··· Dataset content ···

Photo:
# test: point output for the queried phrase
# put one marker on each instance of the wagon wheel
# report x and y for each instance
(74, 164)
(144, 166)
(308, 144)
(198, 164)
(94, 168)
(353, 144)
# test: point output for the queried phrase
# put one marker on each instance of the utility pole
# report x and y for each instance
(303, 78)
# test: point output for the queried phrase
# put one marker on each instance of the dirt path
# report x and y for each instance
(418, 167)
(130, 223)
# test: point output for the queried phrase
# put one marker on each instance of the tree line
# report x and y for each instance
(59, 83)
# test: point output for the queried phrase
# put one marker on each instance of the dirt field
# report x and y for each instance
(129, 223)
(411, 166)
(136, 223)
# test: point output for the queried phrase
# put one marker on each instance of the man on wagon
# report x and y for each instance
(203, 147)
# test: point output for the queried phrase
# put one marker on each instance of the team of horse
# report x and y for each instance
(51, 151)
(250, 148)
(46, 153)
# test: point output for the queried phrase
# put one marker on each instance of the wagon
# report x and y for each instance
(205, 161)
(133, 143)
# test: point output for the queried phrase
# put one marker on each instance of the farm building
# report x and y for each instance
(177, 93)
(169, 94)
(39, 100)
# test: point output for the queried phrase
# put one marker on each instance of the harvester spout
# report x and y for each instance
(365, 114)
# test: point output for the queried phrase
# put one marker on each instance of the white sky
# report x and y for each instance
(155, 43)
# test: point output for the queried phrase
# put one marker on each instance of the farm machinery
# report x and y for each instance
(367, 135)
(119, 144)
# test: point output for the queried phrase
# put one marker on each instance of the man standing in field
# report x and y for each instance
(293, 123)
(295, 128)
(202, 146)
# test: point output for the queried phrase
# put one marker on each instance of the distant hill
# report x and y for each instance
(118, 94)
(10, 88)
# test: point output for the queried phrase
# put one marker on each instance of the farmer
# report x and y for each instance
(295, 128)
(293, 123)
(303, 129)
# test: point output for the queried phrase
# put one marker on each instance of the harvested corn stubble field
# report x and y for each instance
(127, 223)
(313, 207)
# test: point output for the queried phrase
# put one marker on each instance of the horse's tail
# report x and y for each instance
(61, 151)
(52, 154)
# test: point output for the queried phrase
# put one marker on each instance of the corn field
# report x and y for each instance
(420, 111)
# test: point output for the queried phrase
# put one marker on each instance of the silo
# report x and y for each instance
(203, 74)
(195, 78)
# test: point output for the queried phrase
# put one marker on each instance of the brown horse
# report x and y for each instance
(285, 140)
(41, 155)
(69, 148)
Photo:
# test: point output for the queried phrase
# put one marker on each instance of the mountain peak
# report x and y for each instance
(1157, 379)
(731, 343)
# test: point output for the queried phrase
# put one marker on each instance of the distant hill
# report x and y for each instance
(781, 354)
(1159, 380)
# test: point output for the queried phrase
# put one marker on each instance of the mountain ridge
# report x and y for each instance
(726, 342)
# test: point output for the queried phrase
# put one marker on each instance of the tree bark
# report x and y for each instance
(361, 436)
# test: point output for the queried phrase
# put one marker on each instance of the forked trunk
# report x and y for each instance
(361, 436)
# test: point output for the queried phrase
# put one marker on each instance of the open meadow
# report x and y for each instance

···

= Your objective =
Each line of the listing should be echoed back exactly.

= Answer to this exercise =
Photo:
# test: point output for the queried phrase
# put one marker on each instance of the wagon wheel
# report x and y for each instance
(74, 164)
(144, 166)
(308, 144)
(198, 164)
(94, 168)
(353, 144)
# test: point output for the queried phrase
# put one marker on each instance of the utility pole
# report x and y for each instance
(303, 78)
# test: point output for the queried phrase
# put one marker on each instance of the dirt path
# report x and y for each instance
(418, 167)
(130, 223)
# test: point output for the queried phrase
# put one marker on each instance of the tree line
# report x and y for each instance
(59, 83)
# test: point output for the queried phrase
# put one marker on each instance of the dirt field
# report x and y for each instance
(129, 223)
(411, 166)
(136, 223)
# test: point output for the queried phrase
# put one marker on each instance of the man on wagon
# report x and y for each instance
(203, 147)
# test: point output for the queried phrase
# put one marker on each instance of the team of horse
# report x and y for each instance
(51, 151)
(250, 148)
(46, 153)
# test: point output for the queried phrase
# put one marker on each instance of the wagon
# report x and y for each instance
(205, 161)
(133, 143)
# test: point output for the queried phrase
# put one marker on each instance of the farm building
# report x and y for each instance
(177, 93)
(169, 94)
(39, 100)
# test: point output for the queried phrase
# put one marker on each instance of the harvester spout
# report x and y for each instance
(365, 114)
# test: point output for the queried phrase
# put one marker on each instance of the white sky
# report x and y for each instance
(155, 43)
# test: point output for the queried phrase
# put one marker on each instance of the farm machinery
# report x and y for each instance
(367, 135)
(119, 144)
# test: point output for the queried phrase
# put one marker on each instance of the man standing in field
# report x and y for each instance
(293, 123)
(295, 128)
(202, 146)
# test: point output for the queried phrase
# put one marker on each instance of the distant hill
# report x and y for each instance
(118, 94)
(10, 88)
# test: point output for the queried phrase
# put one marker on each instance of the farmer
# report x and y for each instance
(295, 128)
(293, 123)
(303, 129)
# test: point output for the queried phrase
# put one marker on each instance of the harvested corn stubble field
# report x and y for each instance
(127, 223)
(313, 207)
# test: point output for the queried phrase
# put one marker on each instance of the horse's tail
# report x and y for each instance
(61, 151)
(52, 154)
# test: point output for the queried phrase
# put one marker on each instance of the corn field
# report x and y for each instance
(420, 111)
# test: point output for the queried phrase
# put one marker on each instance of the silo
# report x and y for each instance
(203, 74)
(195, 78)
# test: point output for the queried phrase
# put one marker on each instance of the brown horse
# report x and y for each instance
(285, 140)
(41, 155)
(69, 148)
Photo:
# test: point output for the queried phrase
# put one marker on each instance of the mountain peak
# report x and y for each instance
(1157, 379)
(731, 343)
# test: point output for the queried phrase
# put one marker on each instance of the distant hill
# report x and y for each instance
(781, 354)
(1159, 380)
# test: point output for the queried phrase
# put one marker on each instance of the mountain ridge
# report x and y for each instance
(726, 342)
# test: point output for the queried phrase
# put one marker on each instance of the tree bark
# report x and y for each instance
(361, 436)
# test: point output for the queried phrase
# put one marker on each instance of the forked trunk
# report x and y for each instance
(361, 436)
# test: point output for the queried phrase
# put one marker on each instance of the open meadow
# report x and y for each instance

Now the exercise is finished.